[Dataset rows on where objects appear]
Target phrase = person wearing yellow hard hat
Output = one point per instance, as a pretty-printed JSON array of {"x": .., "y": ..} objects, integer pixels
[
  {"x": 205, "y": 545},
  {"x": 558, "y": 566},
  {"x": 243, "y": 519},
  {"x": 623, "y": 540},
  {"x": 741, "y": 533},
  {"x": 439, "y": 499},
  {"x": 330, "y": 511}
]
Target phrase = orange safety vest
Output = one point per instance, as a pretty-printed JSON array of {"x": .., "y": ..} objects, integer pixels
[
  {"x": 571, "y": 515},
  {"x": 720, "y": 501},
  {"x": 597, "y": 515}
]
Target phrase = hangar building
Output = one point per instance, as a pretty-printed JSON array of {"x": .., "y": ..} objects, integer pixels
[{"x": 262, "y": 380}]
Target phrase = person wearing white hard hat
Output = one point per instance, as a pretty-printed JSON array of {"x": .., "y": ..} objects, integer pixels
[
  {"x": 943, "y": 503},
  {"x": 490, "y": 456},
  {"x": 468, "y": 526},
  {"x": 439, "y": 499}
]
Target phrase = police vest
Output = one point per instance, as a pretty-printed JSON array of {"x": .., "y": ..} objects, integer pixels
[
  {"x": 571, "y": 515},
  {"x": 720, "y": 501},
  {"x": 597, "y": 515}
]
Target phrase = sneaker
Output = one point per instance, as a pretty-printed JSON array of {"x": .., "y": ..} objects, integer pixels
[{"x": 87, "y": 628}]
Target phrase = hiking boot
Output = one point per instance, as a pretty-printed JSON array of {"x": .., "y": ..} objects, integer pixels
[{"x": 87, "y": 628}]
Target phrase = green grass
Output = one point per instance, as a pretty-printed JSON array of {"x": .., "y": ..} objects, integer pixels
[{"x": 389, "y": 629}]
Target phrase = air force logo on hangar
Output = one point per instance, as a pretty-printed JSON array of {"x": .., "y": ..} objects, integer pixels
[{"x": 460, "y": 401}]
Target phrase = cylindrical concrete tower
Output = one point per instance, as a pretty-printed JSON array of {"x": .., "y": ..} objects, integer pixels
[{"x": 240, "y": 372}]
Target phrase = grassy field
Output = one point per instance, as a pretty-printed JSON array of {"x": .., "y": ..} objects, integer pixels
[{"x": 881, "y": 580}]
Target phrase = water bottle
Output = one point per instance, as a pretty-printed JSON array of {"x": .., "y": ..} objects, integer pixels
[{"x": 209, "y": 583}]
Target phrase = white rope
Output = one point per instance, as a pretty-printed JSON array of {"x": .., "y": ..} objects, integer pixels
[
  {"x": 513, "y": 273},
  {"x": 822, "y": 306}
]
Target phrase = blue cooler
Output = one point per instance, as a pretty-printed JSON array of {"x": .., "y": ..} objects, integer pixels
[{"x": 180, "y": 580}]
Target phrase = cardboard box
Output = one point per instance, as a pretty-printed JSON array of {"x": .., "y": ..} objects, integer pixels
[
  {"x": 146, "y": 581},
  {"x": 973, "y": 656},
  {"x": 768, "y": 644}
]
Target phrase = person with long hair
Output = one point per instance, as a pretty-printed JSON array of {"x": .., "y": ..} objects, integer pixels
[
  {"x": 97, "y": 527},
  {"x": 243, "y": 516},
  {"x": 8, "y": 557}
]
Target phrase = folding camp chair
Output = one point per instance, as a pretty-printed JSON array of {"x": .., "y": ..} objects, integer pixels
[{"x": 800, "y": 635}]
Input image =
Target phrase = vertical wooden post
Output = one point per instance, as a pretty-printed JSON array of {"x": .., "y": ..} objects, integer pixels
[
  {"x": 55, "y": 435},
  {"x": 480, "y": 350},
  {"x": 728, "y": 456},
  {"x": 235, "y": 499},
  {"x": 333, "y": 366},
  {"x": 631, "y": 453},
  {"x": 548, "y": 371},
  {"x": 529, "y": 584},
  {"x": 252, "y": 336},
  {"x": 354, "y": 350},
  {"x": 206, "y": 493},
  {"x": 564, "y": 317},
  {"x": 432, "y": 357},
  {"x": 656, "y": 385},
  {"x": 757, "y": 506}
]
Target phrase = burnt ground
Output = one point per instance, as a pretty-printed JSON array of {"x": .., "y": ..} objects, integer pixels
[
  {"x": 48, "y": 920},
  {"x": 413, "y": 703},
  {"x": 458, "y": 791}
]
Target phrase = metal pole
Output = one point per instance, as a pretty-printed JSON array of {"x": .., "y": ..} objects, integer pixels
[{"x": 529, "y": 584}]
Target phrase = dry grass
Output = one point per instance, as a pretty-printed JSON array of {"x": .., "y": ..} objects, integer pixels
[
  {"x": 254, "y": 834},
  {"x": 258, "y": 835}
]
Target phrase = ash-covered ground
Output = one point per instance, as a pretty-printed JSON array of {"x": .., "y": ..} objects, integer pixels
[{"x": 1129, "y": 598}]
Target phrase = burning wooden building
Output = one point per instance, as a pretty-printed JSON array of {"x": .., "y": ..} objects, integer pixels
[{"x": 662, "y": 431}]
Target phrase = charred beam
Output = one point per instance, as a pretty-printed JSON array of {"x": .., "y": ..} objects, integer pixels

→ OBJECTIVE: Quote the material exactly, leaving nothing out.

→ COMPLETE RESPONSE:
Target phrase = person wearing yellow hard hat
Output = one point per instance, as a pretty-printed JSON array of {"x": .., "y": ..} objects, integer pixels
[
  {"x": 205, "y": 545},
  {"x": 558, "y": 566},
  {"x": 243, "y": 519},
  {"x": 623, "y": 540},
  {"x": 741, "y": 533},
  {"x": 439, "y": 499},
  {"x": 330, "y": 511}
]
Target phrase = orange safety vest
Output = one point per instance, as a pretty-printed JSON array of {"x": .., "y": ..} objects, integer pixels
[
  {"x": 571, "y": 515},
  {"x": 720, "y": 501},
  {"x": 597, "y": 515}
]
Target phrase = hangar building
Output = one point per instance, as a pretty-printed JSON array of {"x": .., "y": ..} objects, integer pixels
[{"x": 262, "y": 380}]
Target phrase = person wearing white hard hat
Output = one point per instance, as a pretty-printed JSON array of {"x": .., "y": ..} objects, integer pixels
[
  {"x": 943, "y": 503},
  {"x": 490, "y": 456},
  {"x": 468, "y": 526},
  {"x": 439, "y": 499}
]
Target phrase = police vest
Output = one point per instance, as a pretty-printed JSON array of {"x": .., "y": ..} objects, integer pixels
[
  {"x": 571, "y": 515},
  {"x": 720, "y": 501},
  {"x": 597, "y": 515}
]
Target phrase = sneaker
Output = one point per instance, as a pretty-printed JSON array of {"x": .., "y": ..} objects, integer pixels
[{"x": 87, "y": 628}]
Target phrase = hiking boot
Output = one point per instance, as a pretty-printed JSON array of {"x": .., "y": ..} objects, integer pixels
[{"x": 87, "y": 628}]
Target phrase = green grass
Output = one point per instance, as a pretty-printed JSON array of {"x": .., "y": ..} objects, integer pixels
[{"x": 389, "y": 629}]
Target phrase = air force logo on hangar
Output = one point per instance, as a pretty-printed JSON array of {"x": .., "y": ..} objects, integer pixels
[{"x": 460, "y": 401}]
Target phrase = cylindrical concrete tower
Output = one point per instance, as a pretty-printed JSON array of {"x": .., "y": ..} objects, integer pixels
[{"x": 240, "y": 372}]
Target phrase = grassy field
Output = one point per instance, as a pretty-printed JSON array of {"x": .., "y": ..} objects, integer pixels
[{"x": 881, "y": 580}]
Target phrase = water bottle
Output = one point per instance, as a pretty-printed JSON array of {"x": .., "y": ..} objects, integer pixels
[{"x": 209, "y": 583}]
Target phrase = white rope
Output = one point per instance, as a pretty-printed JSON array of {"x": .., "y": ..} objects, integer pixels
[
  {"x": 513, "y": 273},
  {"x": 822, "y": 306}
]
Target phrase = blue cooler
Output = one point per instance, as a pretty-printed JSON array of {"x": .., "y": ..} objects, integer pixels
[{"x": 180, "y": 580}]
Target phrase = cardboard box
Output = one point per instance, as a pretty-printed JSON array of {"x": .., "y": ..} objects, integer pixels
[
  {"x": 146, "y": 581},
  {"x": 973, "y": 656},
  {"x": 768, "y": 644}
]
Target phrase = person with long hair
Output = one point per instance, as a pretty-printed JSON array of {"x": .., "y": ..} objects, integer pixels
[
  {"x": 97, "y": 527},
  {"x": 243, "y": 516},
  {"x": 8, "y": 557}
]
Target phrase = folding camp chair
Output = one point per instance, as a pretty-printed JSON array of {"x": .., "y": ..} objects, integer pixels
[{"x": 800, "y": 635}]
Input image =
Target phrase = vertical wooden post
Output = one point per instance, as a pretty-printed JSON array of {"x": .., "y": ..} objects, integer pixels
[
  {"x": 55, "y": 435},
  {"x": 480, "y": 350},
  {"x": 728, "y": 456},
  {"x": 235, "y": 499},
  {"x": 333, "y": 366},
  {"x": 631, "y": 453},
  {"x": 548, "y": 371},
  {"x": 529, "y": 584},
  {"x": 252, "y": 336},
  {"x": 354, "y": 350},
  {"x": 206, "y": 493},
  {"x": 564, "y": 317},
  {"x": 432, "y": 357},
  {"x": 656, "y": 385},
  {"x": 757, "y": 506}
]
Target phrase = burnt ground
Output = one point per instance, as a pretty-printed JSON array of {"x": .., "y": ..} objects, integer pixels
[
  {"x": 48, "y": 920},
  {"x": 413, "y": 703},
  {"x": 458, "y": 791}
]
Target phrase = metal pole
Output = one point per instance, as a pretty-printed JSON array of {"x": .., "y": ..} objects, integer pixels
[{"x": 529, "y": 584}]
Target phrase = dry grass
Output = one point per instance, as a pretty-printed JSON array of {"x": .., "y": ..} objects, integer pixels
[
  {"x": 254, "y": 834},
  {"x": 258, "y": 835}
]
Target phrase = ash-covered ground
Output = one point per instance, as a pretty-printed JSON array of {"x": .., "y": ..} objects, integer pixels
[{"x": 1129, "y": 598}]
Target phrase = burning wooden building
Output = one point per instance, as a pretty-printed JSON array of {"x": .., "y": ..} objects, integer pixels
[{"x": 662, "y": 431}]
Target phrase = charred beam
Output = one point per instance, as a pretty-printed JSON array of {"x": .., "y": ..} objects, integer pixels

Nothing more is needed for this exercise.